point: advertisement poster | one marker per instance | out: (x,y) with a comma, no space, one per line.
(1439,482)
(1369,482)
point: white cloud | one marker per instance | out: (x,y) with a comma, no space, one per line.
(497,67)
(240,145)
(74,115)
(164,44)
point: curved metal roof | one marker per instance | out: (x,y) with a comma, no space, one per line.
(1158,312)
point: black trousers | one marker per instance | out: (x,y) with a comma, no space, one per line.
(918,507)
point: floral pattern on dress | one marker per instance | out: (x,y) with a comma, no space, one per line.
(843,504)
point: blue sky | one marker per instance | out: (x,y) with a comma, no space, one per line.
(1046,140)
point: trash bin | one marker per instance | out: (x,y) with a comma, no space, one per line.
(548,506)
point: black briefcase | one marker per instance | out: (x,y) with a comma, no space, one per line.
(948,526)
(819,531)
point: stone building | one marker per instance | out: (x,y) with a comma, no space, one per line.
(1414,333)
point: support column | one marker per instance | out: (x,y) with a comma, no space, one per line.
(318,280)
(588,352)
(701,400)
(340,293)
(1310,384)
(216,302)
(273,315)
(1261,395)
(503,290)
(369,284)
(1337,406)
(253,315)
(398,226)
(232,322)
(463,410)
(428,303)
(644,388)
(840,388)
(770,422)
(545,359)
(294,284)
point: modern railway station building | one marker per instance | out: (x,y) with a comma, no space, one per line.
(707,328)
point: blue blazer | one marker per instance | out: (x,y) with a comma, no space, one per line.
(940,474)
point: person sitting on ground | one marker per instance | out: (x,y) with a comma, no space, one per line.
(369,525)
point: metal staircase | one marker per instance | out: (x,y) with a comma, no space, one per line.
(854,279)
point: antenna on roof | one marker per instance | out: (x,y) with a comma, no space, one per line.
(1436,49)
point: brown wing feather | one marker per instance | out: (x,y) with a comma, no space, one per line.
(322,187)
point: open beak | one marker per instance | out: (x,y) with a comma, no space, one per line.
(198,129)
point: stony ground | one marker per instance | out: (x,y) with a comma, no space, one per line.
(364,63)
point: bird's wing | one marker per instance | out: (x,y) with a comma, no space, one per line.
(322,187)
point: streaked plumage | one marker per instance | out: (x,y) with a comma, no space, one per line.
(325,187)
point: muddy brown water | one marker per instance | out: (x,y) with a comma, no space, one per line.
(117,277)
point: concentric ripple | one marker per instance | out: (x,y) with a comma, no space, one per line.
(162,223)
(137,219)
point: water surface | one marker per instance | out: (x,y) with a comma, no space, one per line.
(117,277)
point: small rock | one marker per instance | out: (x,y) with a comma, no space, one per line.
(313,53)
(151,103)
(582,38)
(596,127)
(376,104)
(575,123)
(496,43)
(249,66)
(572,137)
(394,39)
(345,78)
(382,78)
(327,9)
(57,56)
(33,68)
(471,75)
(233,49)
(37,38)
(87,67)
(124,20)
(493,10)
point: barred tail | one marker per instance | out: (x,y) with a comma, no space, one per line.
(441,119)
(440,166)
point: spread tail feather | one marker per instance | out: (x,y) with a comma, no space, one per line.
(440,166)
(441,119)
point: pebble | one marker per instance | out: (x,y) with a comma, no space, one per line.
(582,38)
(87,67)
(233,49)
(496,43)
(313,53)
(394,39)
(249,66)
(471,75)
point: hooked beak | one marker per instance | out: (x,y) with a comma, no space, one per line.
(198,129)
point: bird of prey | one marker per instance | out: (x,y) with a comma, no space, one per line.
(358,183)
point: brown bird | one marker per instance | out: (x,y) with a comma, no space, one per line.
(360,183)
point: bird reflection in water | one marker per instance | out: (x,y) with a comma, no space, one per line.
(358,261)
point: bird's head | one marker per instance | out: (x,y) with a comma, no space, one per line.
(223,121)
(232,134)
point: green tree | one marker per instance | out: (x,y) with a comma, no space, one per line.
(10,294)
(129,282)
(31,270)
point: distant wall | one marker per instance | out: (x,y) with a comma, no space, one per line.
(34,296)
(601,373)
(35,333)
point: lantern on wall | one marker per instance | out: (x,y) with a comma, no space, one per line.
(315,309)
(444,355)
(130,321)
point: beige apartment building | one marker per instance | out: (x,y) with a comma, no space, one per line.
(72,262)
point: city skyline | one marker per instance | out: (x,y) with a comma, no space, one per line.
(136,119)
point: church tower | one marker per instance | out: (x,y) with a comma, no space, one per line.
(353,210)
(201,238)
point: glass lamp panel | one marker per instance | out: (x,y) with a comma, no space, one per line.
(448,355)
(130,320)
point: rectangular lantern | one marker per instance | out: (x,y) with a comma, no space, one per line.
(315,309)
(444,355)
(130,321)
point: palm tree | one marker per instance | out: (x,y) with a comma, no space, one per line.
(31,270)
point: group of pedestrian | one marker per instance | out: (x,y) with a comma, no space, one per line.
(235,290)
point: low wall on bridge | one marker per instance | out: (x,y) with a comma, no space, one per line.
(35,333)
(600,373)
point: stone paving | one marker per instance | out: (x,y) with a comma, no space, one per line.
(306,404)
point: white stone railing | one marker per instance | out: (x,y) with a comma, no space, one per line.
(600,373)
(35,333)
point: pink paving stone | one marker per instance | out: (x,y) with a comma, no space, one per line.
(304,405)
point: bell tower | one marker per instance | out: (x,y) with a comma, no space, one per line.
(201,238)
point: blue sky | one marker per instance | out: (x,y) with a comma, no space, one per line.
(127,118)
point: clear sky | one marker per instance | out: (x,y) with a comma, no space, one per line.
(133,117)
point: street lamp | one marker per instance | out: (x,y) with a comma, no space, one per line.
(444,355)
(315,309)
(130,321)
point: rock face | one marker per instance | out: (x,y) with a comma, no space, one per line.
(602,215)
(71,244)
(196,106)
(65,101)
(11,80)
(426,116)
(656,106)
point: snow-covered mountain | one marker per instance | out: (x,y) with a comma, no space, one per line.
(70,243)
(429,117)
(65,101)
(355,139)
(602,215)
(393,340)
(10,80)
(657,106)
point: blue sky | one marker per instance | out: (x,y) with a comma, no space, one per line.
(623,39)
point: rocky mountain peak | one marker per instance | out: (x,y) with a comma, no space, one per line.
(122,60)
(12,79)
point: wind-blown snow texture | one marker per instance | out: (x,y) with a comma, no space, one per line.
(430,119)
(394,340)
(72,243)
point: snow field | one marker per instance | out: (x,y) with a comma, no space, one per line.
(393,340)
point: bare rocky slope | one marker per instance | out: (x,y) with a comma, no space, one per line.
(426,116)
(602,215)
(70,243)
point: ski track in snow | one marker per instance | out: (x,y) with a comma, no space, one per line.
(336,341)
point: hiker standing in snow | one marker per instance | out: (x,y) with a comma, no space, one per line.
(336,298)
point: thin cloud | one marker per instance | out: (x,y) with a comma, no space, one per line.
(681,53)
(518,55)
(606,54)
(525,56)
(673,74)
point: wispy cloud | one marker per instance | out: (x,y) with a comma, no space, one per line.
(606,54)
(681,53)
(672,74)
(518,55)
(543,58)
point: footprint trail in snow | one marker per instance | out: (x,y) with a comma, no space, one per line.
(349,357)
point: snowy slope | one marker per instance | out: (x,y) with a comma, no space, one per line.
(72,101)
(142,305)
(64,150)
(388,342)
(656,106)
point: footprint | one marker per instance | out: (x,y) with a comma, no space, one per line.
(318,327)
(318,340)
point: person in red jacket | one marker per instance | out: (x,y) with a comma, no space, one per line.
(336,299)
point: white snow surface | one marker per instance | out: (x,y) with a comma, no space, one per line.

AIM: Extract every line of the records above and reproduce each one verbatim, in the original order.

COMPLETE OUTPUT:
point: advertisement poster | one marker per instance | out: (x,y) with a comma, no space, one per line.
(1439,482)
(1369,482)
point: white cloud | one marker per instance | out: (x,y) with a comma, no space, one per line.
(497,67)
(240,145)
(74,115)
(164,44)
point: curved metal roof | one marker per instance | out: (x,y) with a comma, no space, one per line.
(1158,312)
point: black trousers | one marker per instance | out: (x,y) with a comma, no space, one per line.
(918,507)
point: floral pattern on dress | one marker per instance | out: (x,y) with a comma, no space, one per line.
(843,504)
point: blue sky | one marker per instance | out: (x,y) with a comma, no space, one per line.
(1046,140)
point: trash bin | one marker per instance | out: (x,y) with a comma, no space, one per line.
(548,506)
point: black briefcase | one marker per instance | out: (x,y) with a comma, no space, one per line.
(948,526)
(819,531)
point: stone building | one marker per instance | out: (x,y) with a comma, no space, one per line.
(1414,333)
point: support column | one marker per instance | out: (x,y) with a comma, no space, one per line.
(318,280)
(588,352)
(701,400)
(340,293)
(1310,384)
(216,302)
(273,315)
(1261,395)
(503,290)
(369,284)
(1337,406)
(253,315)
(398,226)
(232,322)
(463,410)
(428,303)
(644,388)
(840,388)
(770,422)
(545,359)
(294,284)
point: modern railway station building | one marker per instance | out: (x,y) with a comma, no space, one per line.
(707,328)
point: blue blazer | one marker per instance | out: (x,y) with a comma, no space, one per line.
(940,474)
point: person sitting on ground | one marker per instance | out: (x,y) with a comma, no space, one per line.
(369,525)
point: metal staircase | one marker per instance | out: (x,y) with a comma, no space, one per line.
(854,279)
point: antenna on roof | one marker per instance | out: (x,y) with a comma, no space, one per line.
(1436,49)
point: brown wing feather | one marker per instance | out: (x,y) with a comma, no space, one per line.
(322,187)
point: open beak | one marker per instance | out: (x,y) with a comma, no space, one per line.
(198,129)
point: stony ground | one marker per instance | out: (x,y) with a comma, no space, one per line.
(364,63)
point: bird's wing | one marker per instance | out: (x,y) with a comma, no space, one per line.
(322,187)
point: streaked plumage | one marker per instance | out: (x,y) with a comma, no space, one per line.
(325,187)
point: muddy brown water | one marker per instance | out: (x,y) with a comma, no space, one per line.
(117,277)
point: concentric ripple | one marker per instance | out: (x,y) with a comma, no space, one per line.
(162,223)
(137,219)
point: water surface | one marker per instance | out: (x,y) with a comma, no space, one per line.
(117,277)
point: small rock | one marker per instance | out: (x,y) with a comma, no space, one per line.
(313,53)
(151,103)
(582,38)
(596,127)
(376,104)
(575,123)
(496,43)
(249,66)
(572,137)
(394,39)
(345,78)
(382,78)
(327,9)
(57,56)
(33,68)
(471,75)
(233,49)
(37,38)
(87,67)
(124,20)
(493,10)
point: barred tail | one marker per instance | out: (x,y) with a comma, no space, one per line.
(441,119)
(440,166)
point: spread tail feather | one marker per instance | out: (x,y) with a comma, no space, one per line.
(440,166)
(441,119)
point: pebble | one marker per instance | out: (x,y) with a comma, no space, one per line.
(582,38)
(87,67)
(233,49)
(496,43)
(313,53)
(394,39)
(249,66)
(471,75)
point: hooked beak | one marker per instance | out: (x,y) with a comma, no space, one per line.
(198,129)
point: bird of prey | one marker per instance | out: (x,y) with a comma, no space, one per line.
(358,183)
point: brown bird | one marker per instance | out: (x,y) with a comma, no space, one per line.
(360,183)
point: bird reflection in water | one marker per instance | out: (x,y) with a comma, no space, one per line.
(358,261)
point: bird's head | one marker per instance | out: (x,y) with a comma, no space, one per line.
(223,121)
(232,134)
point: green tree | one marker per instance | out: (x,y) with a comma, no space, one per line.
(10,294)
(129,282)
(31,270)
point: distant wall | one marker per instance | out: (x,y) with a comma, no space, one per line.
(34,296)
(601,373)
(35,333)
point: lantern on wall | one marker per instance | out: (x,y) with a comma, no space, one per line.
(315,309)
(444,355)
(130,321)
point: beige apartment building | one marker per instance | out: (x,y) with a comma, no space, one per line.
(72,262)
point: city skyline | one marker per instance | out: (x,y) with a comma, no space, one per line.
(136,119)
point: church tower | one marker per instance | out: (x,y) with a comma, no space, one per line.
(353,210)
(201,238)
point: glass lamp panel | one marker per instance | out: (x,y) with a comma, no space, one per line.
(448,355)
(130,320)
point: rectangular lantern | one marker per instance | out: (x,y) with a comma, no space, one per line.
(315,309)
(444,355)
(130,321)
point: palm tree | one marker per instance | out: (x,y) with a comma, no space, one per line.
(31,270)
point: group of pedestrian | one marker per instance | out: (x,y) with a comma, no space, one per line.
(235,290)
point: low wall on bridge | one marker per instance | out: (x,y) with a comma, no space, one per line.
(35,333)
(600,373)
point: stone paving | one marker per instance | out: (x,y) with a comma, no space, one per line.
(306,404)
point: white stone railing | one marker per instance | out: (x,y) with a comma, no space, one per line.
(600,373)
(35,333)
point: pink paving stone | one marker per instance | out: (x,y) with a comma, no space, one per line.
(304,405)
point: bell tower | one marker per instance | out: (x,y) with a comma, no space, one per line.
(201,238)
point: blue sky | one marker per instance | out: (x,y) with a comma, no space, one per line.
(127,118)
point: clear sky | one marker per instance | out: (x,y) with a comma, no space, one per line.
(133,117)
point: street lamp | one marker per instance | out: (x,y) with a comma, no space, one per line.
(444,355)
(315,309)
(130,321)
point: rock face | one marker per instance | out: (x,y) with a comma, no space, one per line.
(602,215)
(71,244)
(196,106)
(65,101)
(11,80)
(426,116)
(656,106)
point: snow-covered mountain | one marker per instance | out: (x,y) with a comma, no space, one per line.
(70,243)
(429,117)
(65,101)
(355,139)
(602,215)
(393,340)
(10,80)
(657,106)
point: blue sky | one marker per instance | out: (x,y) with a comma, no space, one per line.
(623,39)
point: rocky mountain peak | one marker per instance | out: (x,y) with a comma, no space, one per line.
(122,60)
(12,79)
point: wind-blown snow texture | one marker per instance | out: (x,y) with a comma, no space, one per line.
(430,119)
(394,340)
(72,243)
point: snow field | one marker per instance | out: (x,y) with a comma, no space, one per line.
(393,340)
point: bare rocky slope | one marker per instance | out: (x,y) with a comma, no space, one per line.
(426,116)
(602,215)
(70,243)
point: ski track in snow | one marker per instance | out: (x,y) with a comma, no space, one per line.
(336,341)
point: hiker standing in snow | one marker per instance | out: (x,y) with a comma, no space, one per line.
(336,298)
point: thin cloud | one marker per instance | out: (x,y) with a comma, no space, one per line.
(681,53)
(518,55)
(606,54)
(525,56)
(673,74)
point: wispy cloud | one marker per instance | out: (x,y) with a comma, no space, one per line.
(606,54)
(681,53)
(672,74)
(518,55)
(543,58)
point: footprint trail in snow | one marker per instance | out: (x,y) with a comma, no space, one per line.
(349,357)
point: snowy slope | one marker per instance | out: (x,y) with a comma, no space, one per line.
(72,101)
(142,305)
(64,150)
(388,342)
(656,106)
point: footprint | one marker per instance | out: (x,y) with a comma, no space, one per line.
(318,327)
(318,340)
point: person in red jacket | one marker per instance | out: (x,y) with a comma, no space, one per line.
(336,299)
point: white snow surface | one marker per instance | out: (x,y) with a comma, no space, one per line.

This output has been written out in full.